**GOAL**
Repeat the material below line for line without changing anything, but leave out the pictures.

**RECORD LIST**
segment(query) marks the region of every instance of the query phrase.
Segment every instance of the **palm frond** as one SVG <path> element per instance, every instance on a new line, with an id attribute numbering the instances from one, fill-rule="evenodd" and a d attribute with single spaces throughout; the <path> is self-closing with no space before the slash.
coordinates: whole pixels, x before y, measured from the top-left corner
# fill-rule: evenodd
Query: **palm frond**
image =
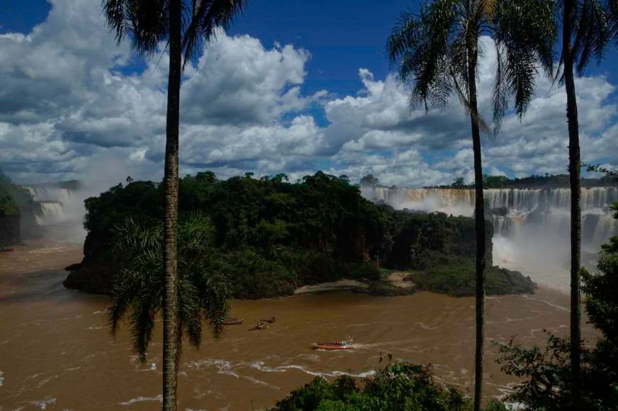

**THE COMPLETED TASK**
segment(query) marks the region of every instance of the query phrase.
Segment every instance of the **palm frond** as one SVG <path> element per instance, every instance on a new line, with an id attribute numbering the instances from one, fill-rule="evenodd" and a d attribute with single spaces throughout; the <path> is self-closing with no space before the slash.
coordinates: whole pixels, x before y, measured from the top-left corner
# fill-rule: evenodd
Query: **palm frond**
image =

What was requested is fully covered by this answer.